**Geëxtraheerd materiaal**.
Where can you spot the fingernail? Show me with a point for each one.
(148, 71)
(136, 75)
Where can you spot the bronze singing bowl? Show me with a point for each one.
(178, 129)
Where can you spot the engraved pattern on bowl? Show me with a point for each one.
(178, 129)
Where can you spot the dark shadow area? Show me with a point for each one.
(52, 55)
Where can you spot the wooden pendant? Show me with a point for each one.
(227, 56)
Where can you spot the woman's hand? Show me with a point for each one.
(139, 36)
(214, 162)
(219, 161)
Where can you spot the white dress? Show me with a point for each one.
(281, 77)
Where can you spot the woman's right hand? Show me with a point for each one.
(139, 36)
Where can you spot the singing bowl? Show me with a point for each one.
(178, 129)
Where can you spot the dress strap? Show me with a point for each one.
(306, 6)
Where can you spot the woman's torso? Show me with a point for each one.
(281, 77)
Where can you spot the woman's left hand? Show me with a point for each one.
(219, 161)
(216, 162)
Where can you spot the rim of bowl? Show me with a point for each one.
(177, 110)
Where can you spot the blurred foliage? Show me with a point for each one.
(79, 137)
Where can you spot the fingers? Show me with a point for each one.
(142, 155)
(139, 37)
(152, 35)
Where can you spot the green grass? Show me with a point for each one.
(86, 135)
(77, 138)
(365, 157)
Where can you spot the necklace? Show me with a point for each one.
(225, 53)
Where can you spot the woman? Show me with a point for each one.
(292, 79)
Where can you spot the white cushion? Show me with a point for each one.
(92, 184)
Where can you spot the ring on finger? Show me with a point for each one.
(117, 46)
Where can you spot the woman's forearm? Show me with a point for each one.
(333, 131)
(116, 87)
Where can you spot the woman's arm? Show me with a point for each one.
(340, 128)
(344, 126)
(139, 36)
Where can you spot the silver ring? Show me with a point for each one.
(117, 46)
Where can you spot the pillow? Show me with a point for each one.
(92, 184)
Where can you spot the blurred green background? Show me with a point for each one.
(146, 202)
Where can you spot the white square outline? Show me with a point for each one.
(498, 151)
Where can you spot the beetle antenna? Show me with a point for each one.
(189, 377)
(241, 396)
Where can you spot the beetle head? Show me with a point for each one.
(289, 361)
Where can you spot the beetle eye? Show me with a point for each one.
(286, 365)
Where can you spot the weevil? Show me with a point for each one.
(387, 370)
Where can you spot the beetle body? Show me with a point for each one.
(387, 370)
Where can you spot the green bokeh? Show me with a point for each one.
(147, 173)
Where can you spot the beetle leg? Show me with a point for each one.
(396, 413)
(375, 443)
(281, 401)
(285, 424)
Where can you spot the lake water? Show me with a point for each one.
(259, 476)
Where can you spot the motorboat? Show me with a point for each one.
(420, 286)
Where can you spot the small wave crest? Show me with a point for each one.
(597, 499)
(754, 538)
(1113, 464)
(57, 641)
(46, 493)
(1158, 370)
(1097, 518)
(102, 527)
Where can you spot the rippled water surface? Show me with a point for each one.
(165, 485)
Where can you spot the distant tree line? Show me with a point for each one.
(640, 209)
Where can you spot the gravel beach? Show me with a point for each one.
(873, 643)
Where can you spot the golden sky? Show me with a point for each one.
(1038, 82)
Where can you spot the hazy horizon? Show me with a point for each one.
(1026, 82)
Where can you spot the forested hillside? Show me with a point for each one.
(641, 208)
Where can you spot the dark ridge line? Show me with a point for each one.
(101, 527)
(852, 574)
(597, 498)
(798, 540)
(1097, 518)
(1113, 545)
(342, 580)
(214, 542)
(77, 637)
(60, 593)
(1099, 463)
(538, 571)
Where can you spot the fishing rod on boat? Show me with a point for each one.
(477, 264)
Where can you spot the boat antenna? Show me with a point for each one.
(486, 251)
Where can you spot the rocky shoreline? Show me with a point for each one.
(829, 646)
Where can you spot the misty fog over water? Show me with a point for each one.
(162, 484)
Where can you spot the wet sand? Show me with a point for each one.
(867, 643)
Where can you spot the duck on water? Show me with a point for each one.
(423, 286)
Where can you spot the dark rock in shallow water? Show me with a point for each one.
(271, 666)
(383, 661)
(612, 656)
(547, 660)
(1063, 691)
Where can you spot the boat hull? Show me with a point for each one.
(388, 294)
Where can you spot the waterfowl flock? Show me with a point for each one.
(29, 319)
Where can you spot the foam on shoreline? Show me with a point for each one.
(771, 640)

==

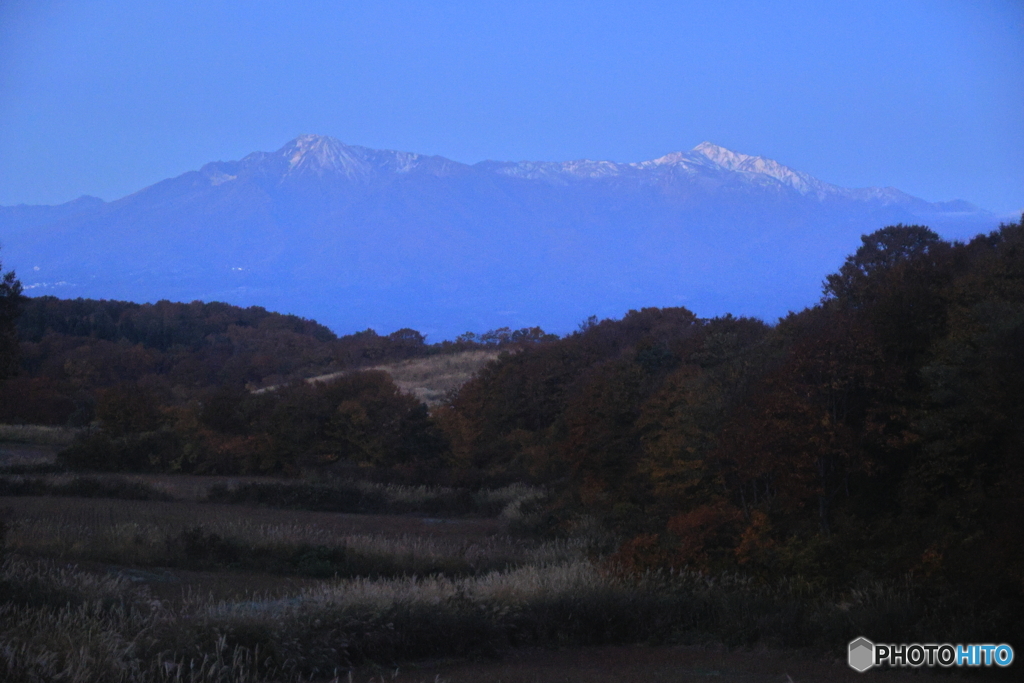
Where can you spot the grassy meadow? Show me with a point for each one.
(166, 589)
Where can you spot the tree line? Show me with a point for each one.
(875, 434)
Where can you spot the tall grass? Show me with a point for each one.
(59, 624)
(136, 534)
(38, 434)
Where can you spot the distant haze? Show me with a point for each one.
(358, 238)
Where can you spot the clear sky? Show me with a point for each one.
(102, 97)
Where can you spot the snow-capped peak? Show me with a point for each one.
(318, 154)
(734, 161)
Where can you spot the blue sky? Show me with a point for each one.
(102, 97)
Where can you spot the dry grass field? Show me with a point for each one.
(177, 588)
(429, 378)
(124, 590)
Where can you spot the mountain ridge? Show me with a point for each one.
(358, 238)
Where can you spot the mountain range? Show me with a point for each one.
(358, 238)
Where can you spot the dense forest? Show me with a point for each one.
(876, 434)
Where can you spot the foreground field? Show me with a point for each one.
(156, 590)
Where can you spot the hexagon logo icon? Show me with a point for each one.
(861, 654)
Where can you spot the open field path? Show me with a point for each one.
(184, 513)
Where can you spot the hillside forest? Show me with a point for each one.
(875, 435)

**Doel opdracht**. Verzamel uit de items hierboven alle regels waarin de tekenreeks "woman" voorkomt en neem ze letterlijk over. Let op hoofdletters en kleine letters.

**Uitgewerkte opgave**.
Where can you spot the woman's hand? Show me with a point for each one.
Where can you spot the woman's right hand? Show me with a point for each one.
Where can you spot the woman's torso? Show me with a point for each one.
Where can you spot the woman's left hand? Show me with a point for each one.
Where can you spot the woman? Show me with a point for each one.
Where can you spot the woman's forearm? Show me with a point for each one.
Where can you spot the woman's arm? Show me with a point for each one.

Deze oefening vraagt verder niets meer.